[Document excerpt]
But context is you only need to "open" the crimped primer pocket once.  So unless you routinely shoot new 5.56/NATO rounds, this won't be a routine process.

Ken325:
I own the Lee precision classic turret press and a RCBS single stage press.  I really like the Lee Classic press.  I would stick with the classic model as I have heard bad things about some of the other models.  I think the Lee dies are easier to set up and I can quickly change calibers by changing the turret.  The press has some cheap plastic parts on it but you can easily stockpile the inexpensive parts to make sure it will work in the future.  It is great for cranking out pistol ammo.  I use my RCBS press for rifle ammo as I like to weigh each powder charge.  I know the Dillon and other more expensive presses are better but they are twice as expensive.  I can crank out about 200 rounds an hour with my Lee Classic press and it cost just over $200.  It is a pleasure to use.  The manuals are easier to read than the RCBS ones.  Consumable parts are reasonably priced for this press.  I would give the Lee press a recommendation unless your a serious competitor who needs more than a thousand rounds a month.  If that is the case then get a Dillon.
[/Document excerpt]
Using the information:
**A)** Output the section of the reloading press discussion starting at "But context is" and ending at "a routine process.".
**B)** Answer these questions using the reloading press discussion:
(i) How many times does the crimped primer pocket need to be opened?
(ii) About how many rounds an hour does Ken325 produce with the Lee Classic press?
(iii) What kind of ammo does Ken325 load on the RCBS press?
**C)** Carry the reloading press discussion forward from its final sentence.
The listing that comes next is separate material with no connection to the reloading press discussion.
[Entries supplied]
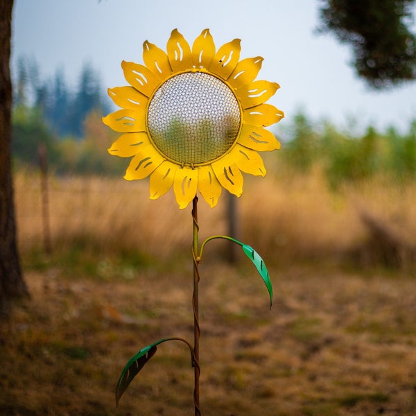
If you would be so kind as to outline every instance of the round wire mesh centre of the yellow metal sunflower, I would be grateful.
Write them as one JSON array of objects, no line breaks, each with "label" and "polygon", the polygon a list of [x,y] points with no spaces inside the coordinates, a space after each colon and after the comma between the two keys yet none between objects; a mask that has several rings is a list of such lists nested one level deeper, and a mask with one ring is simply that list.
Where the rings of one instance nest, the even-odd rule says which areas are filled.
[{"label": "round wire mesh centre of the yellow metal sunflower", "polygon": [[185,72],[155,92],[148,131],[161,153],[178,164],[207,164],[224,155],[239,134],[241,113],[232,90],[215,76]]}]

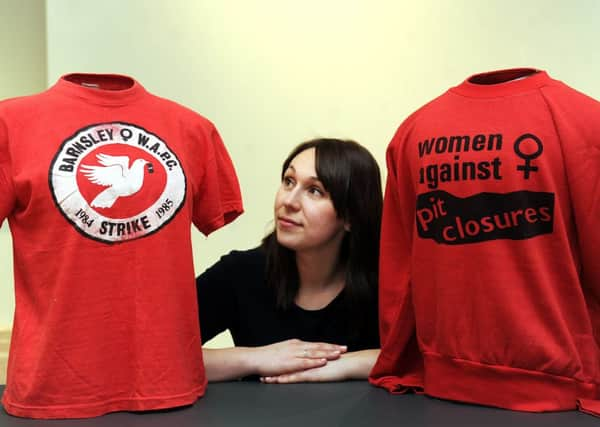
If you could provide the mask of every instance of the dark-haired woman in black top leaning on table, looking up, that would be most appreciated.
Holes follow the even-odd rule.
[[[235,347],[204,349],[209,381],[367,378],[379,353],[377,162],[361,145],[315,139],[283,163],[275,230],[196,280],[203,342],[229,329]]]

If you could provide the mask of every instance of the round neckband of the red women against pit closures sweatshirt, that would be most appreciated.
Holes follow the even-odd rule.
[[[535,68],[512,68],[474,74],[450,92],[469,98],[497,98],[537,90],[552,78]]]

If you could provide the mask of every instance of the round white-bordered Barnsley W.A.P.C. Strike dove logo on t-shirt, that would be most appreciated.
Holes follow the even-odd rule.
[[[179,159],[158,136],[129,123],[99,123],[67,138],[49,171],[62,214],[85,236],[107,243],[145,237],[183,206]]]

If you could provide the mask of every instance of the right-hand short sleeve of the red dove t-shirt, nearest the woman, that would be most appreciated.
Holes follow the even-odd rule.
[[[193,220],[205,235],[229,224],[243,211],[233,162],[217,129],[204,130],[204,173],[194,192]]]

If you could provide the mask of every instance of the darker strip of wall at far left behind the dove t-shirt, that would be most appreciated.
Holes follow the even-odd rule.
[[[46,87],[44,3],[0,0],[0,100]],[[0,228],[0,330],[12,326],[14,307],[12,242],[5,223]]]

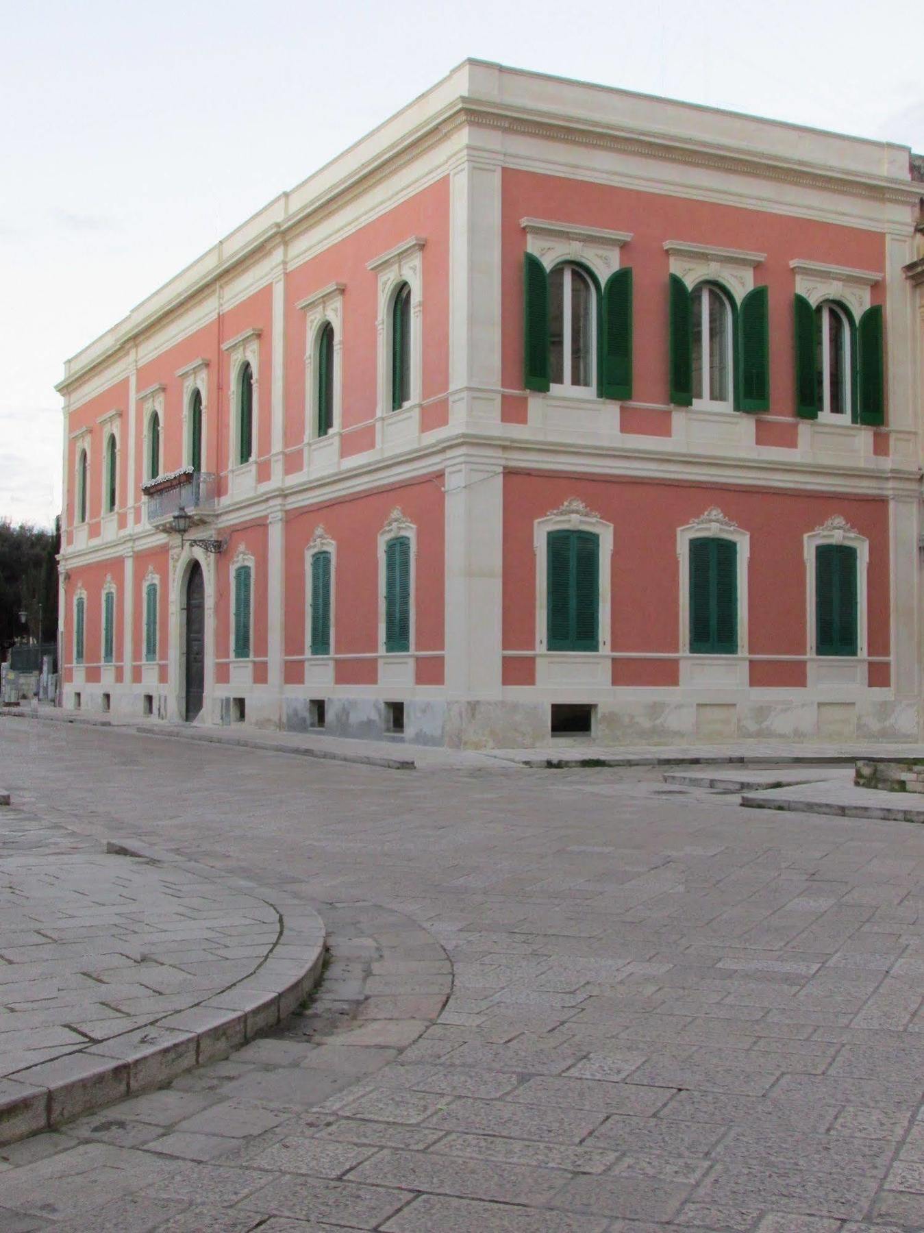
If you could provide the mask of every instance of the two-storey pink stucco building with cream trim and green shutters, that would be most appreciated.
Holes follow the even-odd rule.
[[[65,707],[917,739],[923,187],[461,64],[67,363]]]

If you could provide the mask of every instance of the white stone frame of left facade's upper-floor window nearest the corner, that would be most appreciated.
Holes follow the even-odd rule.
[[[376,417],[400,416],[416,411],[419,414],[423,397],[423,248],[426,238],[411,236],[403,243],[369,261],[366,269],[377,277],[377,366],[376,366]],[[391,408],[391,344],[392,308],[402,282],[411,289],[411,396],[392,411]]]

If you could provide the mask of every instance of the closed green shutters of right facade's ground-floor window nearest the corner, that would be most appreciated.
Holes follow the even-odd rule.
[[[549,650],[600,650],[598,535],[549,533],[547,592]]]

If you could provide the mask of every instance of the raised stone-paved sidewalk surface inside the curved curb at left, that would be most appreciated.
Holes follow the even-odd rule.
[[[0,1079],[197,1005],[279,937],[254,895],[15,809],[0,824]]]

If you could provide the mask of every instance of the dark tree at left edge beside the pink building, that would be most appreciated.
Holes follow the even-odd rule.
[[[17,639],[53,642],[58,629],[60,519],[53,531],[0,519],[0,658]],[[38,629],[38,613],[42,629]],[[20,620],[26,613],[26,623]]]

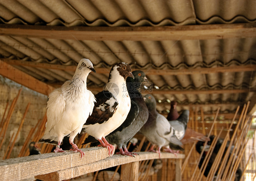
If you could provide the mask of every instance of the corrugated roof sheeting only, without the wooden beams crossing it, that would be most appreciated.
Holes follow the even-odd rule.
[[[255,23],[256,1],[165,0],[0,0],[1,24],[42,26],[184,26]],[[255,38],[219,40],[93,41],[57,40],[0,35],[0,57],[37,63],[76,65],[81,58],[95,67],[127,62],[133,68],[191,69],[256,64]],[[15,65],[40,81],[57,84],[74,72]],[[255,71],[191,75],[147,75],[160,90],[214,90],[255,88]],[[104,86],[107,74],[93,74],[88,85]],[[253,92],[239,94],[155,94],[158,110],[166,113],[167,100],[180,104],[246,103]],[[237,106],[222,106],[234,112]],[[182,108],[188,107],[180,107]],[[205,106],[204,111],[216,111]]]

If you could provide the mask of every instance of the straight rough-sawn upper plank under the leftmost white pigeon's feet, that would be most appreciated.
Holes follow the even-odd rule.
[[[93,163],[108,157],[107,148],[91,147],[82,149],[85,157],[80,153],[67,151],[67,153],[46,153],[20,158],[11,158],[0,161],[0,178],[5,181],[23,180],[35,175],[47,174],[54,171],[69,169]]]

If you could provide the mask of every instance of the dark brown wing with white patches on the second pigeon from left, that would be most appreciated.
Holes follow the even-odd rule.
[[[85,125],[102,124],[106,122],[116,111],[118,102],[109,91],[102,91],[95,95],[96,103],[92,114],[88,117]]]

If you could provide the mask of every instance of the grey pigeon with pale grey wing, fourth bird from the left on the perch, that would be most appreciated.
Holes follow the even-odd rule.
[[[140,131],[153,144],[149,151],[154,151],[154,145],[157,145],[158,149],[154,152],[159,153],[160,157],[160,149],[170,144],[176,149],[184,150],[181,147],[182,143],[175,135],[174,128],[163,115],[157,112],[155,98],[152,95],[146,95],[145,102],[149,110],[149,118]],[[165,151],[174,153],[170,148]]]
[/Entries supplied]
Answers given:
**A)**
But context is you only need to "open" the crimped primer pocket once.  So unless you routinely shoot new 5.56/NATO rounds, this won't be a routine process.

**B)**
(i) Once.
(ii) About 200.
(iii) Rifle ammo.

**C)**
Carl:

--- Quote from: Smurf Hunter on February 17, 2017, 09:34:57 AM ---But context is you only need to "open" the crimped primer pocket once.  So unless you routinely shoot new 5.56/NATO rounds, this won't be a routine process.

--- End quote ---

I have preferred the uniformity of the swag system VS the rotary cutter though it may make little difference.

0802:
If I had it to do all over again (I've had three different progressives, two turrets, and four single stages), I'd start with a Dillon 550 and use it as a single stage until I knew what I was doing.  This is super simple to do since its a manual index (you have to manually turn the shell plate vs working the lever).  Caliber changes are cheaper than comparable presses when you are ready to take that step.  I can't prove it, but I think it has the potential to produce more accurate rifle ammo than a 650.